**PROBLEM DESCRIPTION:** Copy the rows between the line holding "the concrete porch" and the line holding "128, 522, 237, 645", inclusive, with "Security feed analysis" changed to "Camera footage review" and nothing else altered. Leave the pictures out of your answer.

----- ITEMS

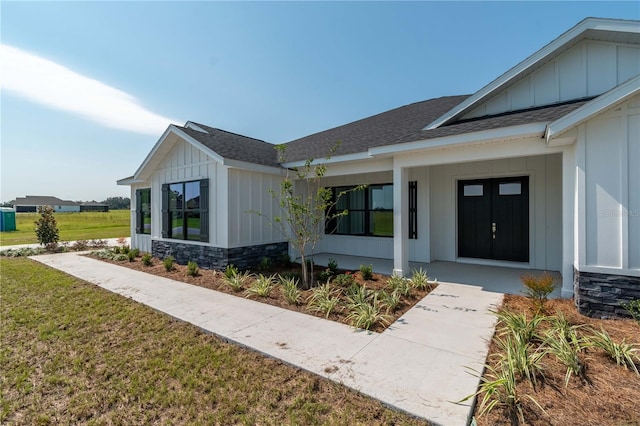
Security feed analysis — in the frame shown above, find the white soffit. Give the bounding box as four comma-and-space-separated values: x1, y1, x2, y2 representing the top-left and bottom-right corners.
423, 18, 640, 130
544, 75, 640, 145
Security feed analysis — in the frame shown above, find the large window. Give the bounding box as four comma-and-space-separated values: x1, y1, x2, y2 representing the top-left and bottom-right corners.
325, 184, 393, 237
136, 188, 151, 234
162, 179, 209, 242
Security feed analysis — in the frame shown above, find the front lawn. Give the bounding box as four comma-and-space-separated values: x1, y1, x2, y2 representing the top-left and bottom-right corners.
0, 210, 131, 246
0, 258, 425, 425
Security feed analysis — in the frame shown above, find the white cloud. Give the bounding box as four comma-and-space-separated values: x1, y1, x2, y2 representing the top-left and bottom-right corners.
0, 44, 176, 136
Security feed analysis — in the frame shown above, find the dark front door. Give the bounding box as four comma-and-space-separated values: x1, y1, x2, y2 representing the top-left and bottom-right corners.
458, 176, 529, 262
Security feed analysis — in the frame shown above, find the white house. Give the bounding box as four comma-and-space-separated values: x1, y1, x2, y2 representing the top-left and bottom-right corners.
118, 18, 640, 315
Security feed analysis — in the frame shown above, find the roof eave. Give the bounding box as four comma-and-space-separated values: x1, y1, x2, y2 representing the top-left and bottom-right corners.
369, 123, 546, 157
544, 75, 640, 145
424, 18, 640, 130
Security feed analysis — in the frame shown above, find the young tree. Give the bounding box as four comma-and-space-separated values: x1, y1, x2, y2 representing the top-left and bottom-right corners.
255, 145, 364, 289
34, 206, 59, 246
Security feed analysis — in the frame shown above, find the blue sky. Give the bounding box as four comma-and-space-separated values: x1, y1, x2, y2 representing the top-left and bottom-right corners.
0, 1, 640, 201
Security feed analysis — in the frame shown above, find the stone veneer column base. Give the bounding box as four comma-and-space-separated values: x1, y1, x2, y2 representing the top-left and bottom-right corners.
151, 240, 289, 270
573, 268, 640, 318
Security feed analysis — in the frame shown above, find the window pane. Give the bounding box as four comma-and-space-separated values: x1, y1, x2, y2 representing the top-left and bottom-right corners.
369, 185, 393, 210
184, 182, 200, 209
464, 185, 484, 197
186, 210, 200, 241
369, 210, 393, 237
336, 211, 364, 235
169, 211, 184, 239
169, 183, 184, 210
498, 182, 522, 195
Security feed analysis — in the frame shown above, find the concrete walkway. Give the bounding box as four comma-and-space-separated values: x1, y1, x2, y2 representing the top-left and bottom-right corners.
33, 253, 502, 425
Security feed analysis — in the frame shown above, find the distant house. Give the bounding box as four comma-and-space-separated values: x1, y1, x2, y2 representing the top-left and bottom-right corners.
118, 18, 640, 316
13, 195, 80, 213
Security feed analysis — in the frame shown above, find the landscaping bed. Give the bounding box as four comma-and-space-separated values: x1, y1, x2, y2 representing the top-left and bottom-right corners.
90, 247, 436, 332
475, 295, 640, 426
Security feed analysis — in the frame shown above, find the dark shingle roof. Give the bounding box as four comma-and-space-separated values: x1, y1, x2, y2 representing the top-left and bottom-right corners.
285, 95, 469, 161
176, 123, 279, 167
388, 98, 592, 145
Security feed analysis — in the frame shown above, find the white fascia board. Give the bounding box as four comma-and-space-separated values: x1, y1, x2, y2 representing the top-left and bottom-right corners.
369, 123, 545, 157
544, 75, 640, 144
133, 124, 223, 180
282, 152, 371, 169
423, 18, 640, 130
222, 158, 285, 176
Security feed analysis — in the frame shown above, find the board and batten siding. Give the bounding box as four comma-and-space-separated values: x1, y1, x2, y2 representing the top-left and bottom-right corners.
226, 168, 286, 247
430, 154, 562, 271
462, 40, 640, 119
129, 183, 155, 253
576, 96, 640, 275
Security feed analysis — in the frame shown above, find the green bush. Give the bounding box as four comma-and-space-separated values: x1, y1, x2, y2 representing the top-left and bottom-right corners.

----------
----- ITEMS

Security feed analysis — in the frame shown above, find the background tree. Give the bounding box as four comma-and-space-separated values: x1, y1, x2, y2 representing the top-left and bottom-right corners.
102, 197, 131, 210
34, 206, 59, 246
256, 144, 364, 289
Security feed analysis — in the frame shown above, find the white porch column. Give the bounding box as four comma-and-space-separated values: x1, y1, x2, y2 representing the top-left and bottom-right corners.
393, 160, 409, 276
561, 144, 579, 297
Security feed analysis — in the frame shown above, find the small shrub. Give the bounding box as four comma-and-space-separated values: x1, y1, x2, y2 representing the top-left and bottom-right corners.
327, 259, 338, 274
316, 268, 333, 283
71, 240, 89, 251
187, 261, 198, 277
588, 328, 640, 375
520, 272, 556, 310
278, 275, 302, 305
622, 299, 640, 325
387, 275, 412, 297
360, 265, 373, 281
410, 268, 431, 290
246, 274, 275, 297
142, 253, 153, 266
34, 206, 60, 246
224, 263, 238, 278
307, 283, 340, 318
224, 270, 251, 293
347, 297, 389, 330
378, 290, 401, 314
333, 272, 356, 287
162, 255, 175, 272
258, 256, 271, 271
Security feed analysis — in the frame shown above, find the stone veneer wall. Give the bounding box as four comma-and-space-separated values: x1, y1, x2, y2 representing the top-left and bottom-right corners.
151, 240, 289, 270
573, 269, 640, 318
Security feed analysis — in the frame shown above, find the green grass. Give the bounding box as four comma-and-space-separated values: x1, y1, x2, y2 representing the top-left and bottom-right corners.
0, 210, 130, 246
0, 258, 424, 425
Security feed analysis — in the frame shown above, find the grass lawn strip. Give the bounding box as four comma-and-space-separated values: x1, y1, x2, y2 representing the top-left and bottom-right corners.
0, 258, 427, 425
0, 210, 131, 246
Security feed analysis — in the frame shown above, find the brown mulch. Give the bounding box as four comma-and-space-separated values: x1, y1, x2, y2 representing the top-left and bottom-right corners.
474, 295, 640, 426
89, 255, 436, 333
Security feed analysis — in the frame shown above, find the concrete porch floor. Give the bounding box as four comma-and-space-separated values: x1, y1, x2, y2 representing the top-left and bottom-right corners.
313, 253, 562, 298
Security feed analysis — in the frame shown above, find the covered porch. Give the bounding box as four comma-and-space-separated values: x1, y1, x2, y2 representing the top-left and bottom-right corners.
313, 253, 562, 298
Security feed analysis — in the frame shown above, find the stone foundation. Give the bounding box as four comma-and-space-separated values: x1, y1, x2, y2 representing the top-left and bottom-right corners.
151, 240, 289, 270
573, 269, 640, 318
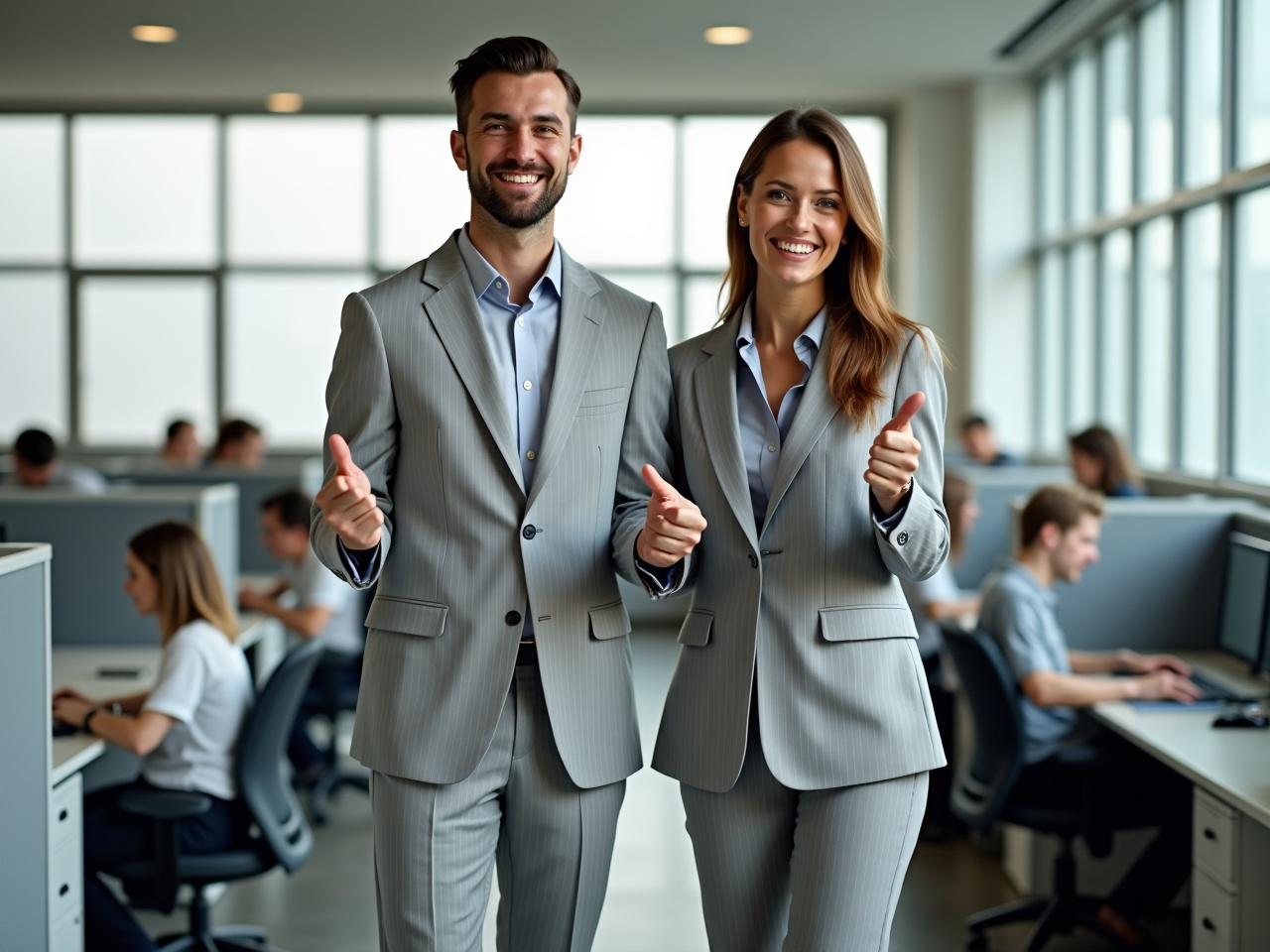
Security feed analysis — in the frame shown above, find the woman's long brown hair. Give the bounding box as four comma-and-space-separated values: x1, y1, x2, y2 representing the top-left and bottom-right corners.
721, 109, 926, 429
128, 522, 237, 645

----------

**THE REPLY:**
Camera footage review — in the frame shown above, find the concrete porch floor. Give the bounding box as four comma-and-space-separated values: x1, y1, x2, y2 representing the top-left and bottom-right corners.
313, 253, 562, 298
Camera footage review — in the frame shown above, find the covered porch. Give the bounding box as four comma-and-space-separated values: x1, y1, x2, y2 representing the top-left and bottom-right corners.
313, 253, 562, 298
Camera footage review — in the frame shown above, find the stone foundation. Give the bounding box as four comma-and-space-separated values: x1, y1, x2, y2 representing the top-left and bottom-right corners.
151, 240, 289, 270
573, 269, 640, 318
Camera footage review — in the frame shown above, find the woman's long brown hair. Give the bounding box as four comma-and-space-separated values: x1, y1, x2, y2 representing the top-left and bottom-right corners.
721, 109, 926, 429
128, 522, 237, 645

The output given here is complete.